In the rows below, find every line that contains the string "steering" and copy each of those lines. Letter case matters.

**Given entries**:
◇ ◇ ◇ ◇

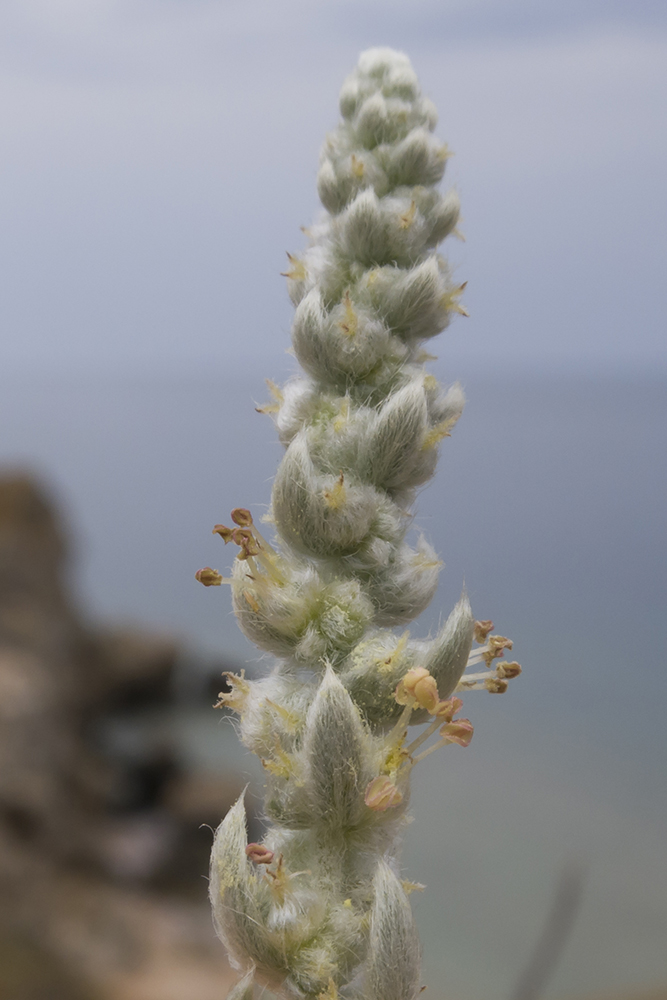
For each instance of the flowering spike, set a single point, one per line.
(315, 909)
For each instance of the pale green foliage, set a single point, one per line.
(329, 915)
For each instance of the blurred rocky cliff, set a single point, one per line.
(102, 849)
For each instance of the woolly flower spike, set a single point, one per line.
(316, 909)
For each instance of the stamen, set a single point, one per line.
(424, 736)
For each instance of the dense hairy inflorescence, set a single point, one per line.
(317, 908)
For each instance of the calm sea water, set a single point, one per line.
(550, 504)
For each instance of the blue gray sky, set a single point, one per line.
(159, 156)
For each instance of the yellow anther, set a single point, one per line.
(460, 731)
(409, 887)
(496, 685)
(281, 764)
(507, 671)
(290, 719)
(242, 517)
(237, 698)
(209, 577)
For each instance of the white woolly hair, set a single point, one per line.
(318, 907)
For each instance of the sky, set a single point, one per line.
(159, 157)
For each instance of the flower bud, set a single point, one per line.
(242, 517)
(382, 794)
(259, 854)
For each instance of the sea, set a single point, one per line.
(549, 507)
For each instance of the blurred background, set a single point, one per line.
(157, 160)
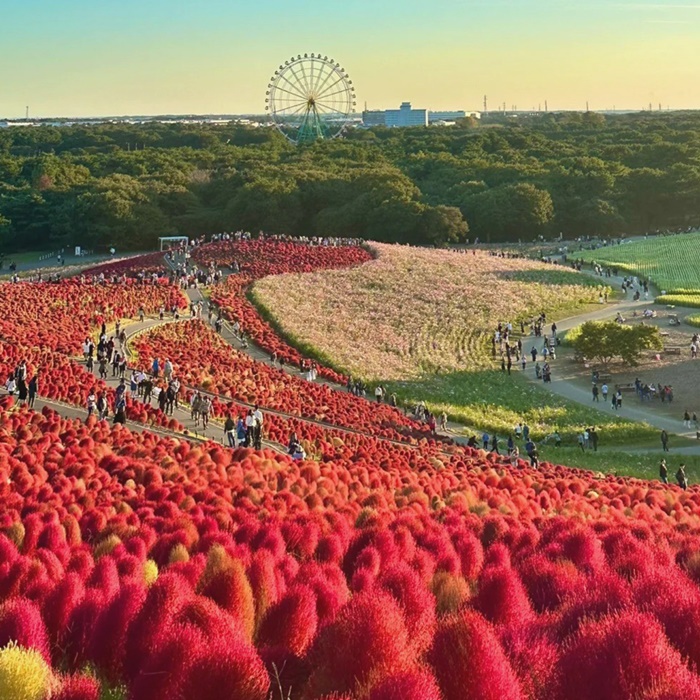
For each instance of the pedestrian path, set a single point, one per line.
(569, 390)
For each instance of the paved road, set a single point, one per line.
(631, 408)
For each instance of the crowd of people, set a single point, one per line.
(520, 434)
(681, 476)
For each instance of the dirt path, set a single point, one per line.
(631, 408)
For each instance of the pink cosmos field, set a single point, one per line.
(386, 566)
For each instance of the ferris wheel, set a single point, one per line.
(310, 97)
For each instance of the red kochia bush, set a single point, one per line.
(407, 685)
(469, 662)
(368, 641)
(111, 629)
(78, 687)
(292, 622)
(624, 656)
(224, 669)
(502, 597)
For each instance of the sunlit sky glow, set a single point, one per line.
(93, 58)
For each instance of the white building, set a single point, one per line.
(406, 116)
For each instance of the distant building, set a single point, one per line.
(452, 116)
(374, 117)
(406, 116)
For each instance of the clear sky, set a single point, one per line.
(102, 57)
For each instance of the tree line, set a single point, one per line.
(501, 181)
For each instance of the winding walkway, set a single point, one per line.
(631, 408)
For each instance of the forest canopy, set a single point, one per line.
(125, 185)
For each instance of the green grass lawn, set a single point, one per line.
(494, 401)
(672, 263)
(643, 465)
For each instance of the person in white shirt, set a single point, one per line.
(11, 386)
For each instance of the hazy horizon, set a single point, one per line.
(82, 59)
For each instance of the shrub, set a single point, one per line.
(469, 662)
(24, 675)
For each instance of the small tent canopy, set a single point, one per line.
(165, 241)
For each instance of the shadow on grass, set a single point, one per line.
(553, 276)
(494, 401)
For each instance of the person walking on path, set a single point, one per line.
(532, 453)
(230, 430)
(681, 477)
(91, 403)
(593, 437)
(33, 389)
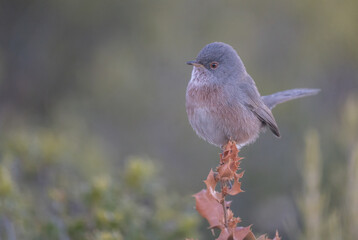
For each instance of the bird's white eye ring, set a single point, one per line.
(214, 65)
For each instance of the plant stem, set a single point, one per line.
(222, 183)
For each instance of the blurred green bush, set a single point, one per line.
(58, 185)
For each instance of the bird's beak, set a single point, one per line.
(194, 63)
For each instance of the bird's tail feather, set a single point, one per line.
(272, 100)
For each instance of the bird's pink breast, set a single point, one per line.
(217, 118)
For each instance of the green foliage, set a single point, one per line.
(58, 185)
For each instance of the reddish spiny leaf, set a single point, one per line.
(224, 235)
(277, 237)
(210, 209)
(236, 187)
(240, 233)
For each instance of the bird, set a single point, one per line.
(222, 100)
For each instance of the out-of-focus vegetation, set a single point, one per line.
(84, 85)
(52, 189)
(322, 217)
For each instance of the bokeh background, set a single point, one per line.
(95, 142)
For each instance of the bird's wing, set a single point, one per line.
(253, 101)
(272, 100)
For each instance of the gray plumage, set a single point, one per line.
(222, 100)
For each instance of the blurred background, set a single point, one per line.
(95, 142)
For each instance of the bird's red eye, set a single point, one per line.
(214, 65)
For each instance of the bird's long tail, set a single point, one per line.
(272, 100)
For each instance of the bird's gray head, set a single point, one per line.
(219, 63)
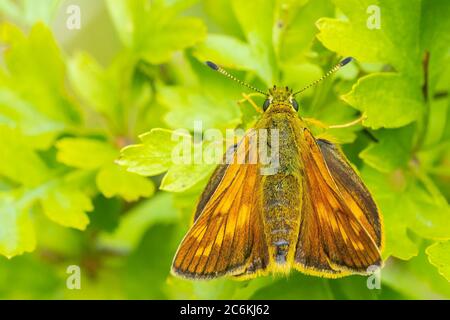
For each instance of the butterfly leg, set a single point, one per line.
(248, 97)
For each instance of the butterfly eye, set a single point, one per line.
(294, 104)
(266, 104)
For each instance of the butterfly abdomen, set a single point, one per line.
(281, 201)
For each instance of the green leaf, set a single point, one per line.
(133, 225)
(156, 155)
(152, 156)
(169, 32)
(67, 206)
(406, 206)
(393, 150)
(187, 107)
(257, 20)
(113, 180)
(97, 86)
(297, 30)
(227, 51)
(395, 42)
(139, 270)
(17, 158)
(37, 72)
(439, 256)
(29, 11)
(85, 153)
(387, 99)
(17, 233)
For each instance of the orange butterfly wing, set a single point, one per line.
(227, 237)
(336, 235)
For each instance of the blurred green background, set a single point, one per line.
(71, 99)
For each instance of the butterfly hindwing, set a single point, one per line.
(333, 239)
(353, 190)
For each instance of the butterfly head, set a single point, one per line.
(280, 95)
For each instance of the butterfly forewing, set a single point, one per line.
(227, 237)
(335, 236)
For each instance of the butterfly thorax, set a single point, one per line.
(280, 191)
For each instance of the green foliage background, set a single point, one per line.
(70, 100)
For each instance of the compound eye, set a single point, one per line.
(266, 104)
(294, 104)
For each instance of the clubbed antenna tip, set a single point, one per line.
(215, 67)
(212, 65)
(345, 61)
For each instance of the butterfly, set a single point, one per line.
(314, 214)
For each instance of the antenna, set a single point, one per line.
(332, 70)
(215, 67)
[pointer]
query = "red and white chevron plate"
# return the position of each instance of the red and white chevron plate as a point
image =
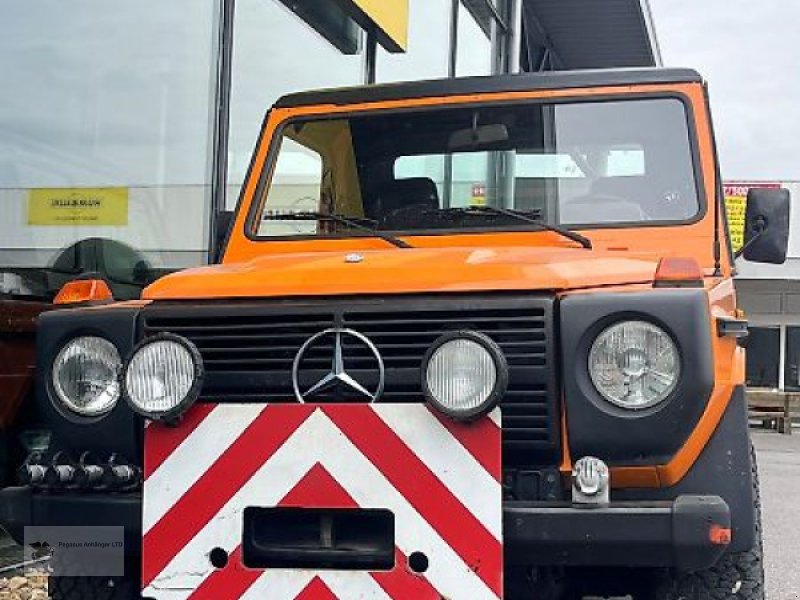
(441, 479)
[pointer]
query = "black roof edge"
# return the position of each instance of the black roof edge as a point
(481, 85)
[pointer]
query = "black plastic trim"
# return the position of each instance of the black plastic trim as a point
(724, 469)
(489, 84)
(118, 430)
(630, 534)
(646, 437)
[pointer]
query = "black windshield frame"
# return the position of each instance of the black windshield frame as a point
(256, 202)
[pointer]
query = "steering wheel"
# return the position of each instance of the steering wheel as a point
(632, 211)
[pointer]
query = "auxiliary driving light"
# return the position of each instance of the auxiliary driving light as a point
(464, 374)
(163, 376)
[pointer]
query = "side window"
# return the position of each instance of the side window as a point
(625, 162)
(296, 187)
(763, 356)
(430, 166)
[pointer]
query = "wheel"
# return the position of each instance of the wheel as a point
(738, 575)
(125, 587)
(99, 588)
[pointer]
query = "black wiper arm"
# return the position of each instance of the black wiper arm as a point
(530, 218)
(341, 219)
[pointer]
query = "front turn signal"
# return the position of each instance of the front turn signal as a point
(678, 272)
(84, 290)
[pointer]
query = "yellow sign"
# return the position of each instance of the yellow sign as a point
(388, 17)
(736, 208)
(69, 207)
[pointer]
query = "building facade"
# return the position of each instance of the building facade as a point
(770, 295)
(133, 123)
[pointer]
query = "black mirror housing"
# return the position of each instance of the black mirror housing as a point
(766, 229)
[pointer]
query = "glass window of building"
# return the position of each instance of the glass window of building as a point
(104, 140)
(763, 357)
(792, 365)
(428, 53)
(474, 41)
(277, 52)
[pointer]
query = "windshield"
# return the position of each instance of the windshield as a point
(577, 164)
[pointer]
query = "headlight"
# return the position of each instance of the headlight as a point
(162, 379)
(634, 364)
(86, 376)
(464, 374)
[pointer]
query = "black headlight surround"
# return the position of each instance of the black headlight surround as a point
(501, 368)
(174, 414)
(652, 435)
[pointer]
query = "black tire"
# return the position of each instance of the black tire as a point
(738, 575)
(125, 587)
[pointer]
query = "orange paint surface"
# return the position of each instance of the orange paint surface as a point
(621, 260)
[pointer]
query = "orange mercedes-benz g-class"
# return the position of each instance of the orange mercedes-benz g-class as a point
(468, 339)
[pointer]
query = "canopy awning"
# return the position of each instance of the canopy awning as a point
(588, 34)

◇ ◇ ◇ ◇

**Result of the exercise**:
query = "steering wheel"
# return the position of each instance of the steering wheel as a point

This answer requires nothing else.